* What you should do *
Repeat the lines word for word, from the start of the Records through the line containing "xmin=0 ymin=100 xmax=53 ymax=162", both ends included.

Records:
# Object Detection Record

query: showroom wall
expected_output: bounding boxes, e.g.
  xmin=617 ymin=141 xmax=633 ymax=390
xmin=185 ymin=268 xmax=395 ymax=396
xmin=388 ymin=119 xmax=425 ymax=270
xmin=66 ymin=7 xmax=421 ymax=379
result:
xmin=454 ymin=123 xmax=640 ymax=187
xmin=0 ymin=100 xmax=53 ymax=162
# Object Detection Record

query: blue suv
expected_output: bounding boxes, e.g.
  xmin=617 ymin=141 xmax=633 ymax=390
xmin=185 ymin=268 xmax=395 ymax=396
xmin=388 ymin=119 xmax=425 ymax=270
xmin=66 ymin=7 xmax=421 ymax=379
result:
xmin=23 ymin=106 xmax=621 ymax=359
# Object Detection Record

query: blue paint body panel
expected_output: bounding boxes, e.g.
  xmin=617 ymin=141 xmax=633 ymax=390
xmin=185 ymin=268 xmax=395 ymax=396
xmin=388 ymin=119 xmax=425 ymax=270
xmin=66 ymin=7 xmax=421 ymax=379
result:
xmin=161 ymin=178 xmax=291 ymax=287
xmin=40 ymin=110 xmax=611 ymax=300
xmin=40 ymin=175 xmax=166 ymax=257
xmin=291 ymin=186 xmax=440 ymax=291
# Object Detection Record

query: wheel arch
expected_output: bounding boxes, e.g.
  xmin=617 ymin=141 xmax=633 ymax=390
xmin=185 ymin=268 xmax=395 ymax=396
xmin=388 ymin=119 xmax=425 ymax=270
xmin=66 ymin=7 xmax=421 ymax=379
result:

* Result below *
# Object Detection Record

query: showroom wall
expected_output: bounding boxes, e.g.
  xmin=617 ymin=141 xmax=633 ymax=390
xmin=185 ymin=268 xmax=395 ymax=396
xmin=388 ymin=119 xmax=425 ymax=270
xmin=66 ymin=7 xmax=421 ymax=379
result:
xmin=454 ymin=123 xmax=640 ymax=187
xmin=0 ymin=100 xmax=53 ymax=162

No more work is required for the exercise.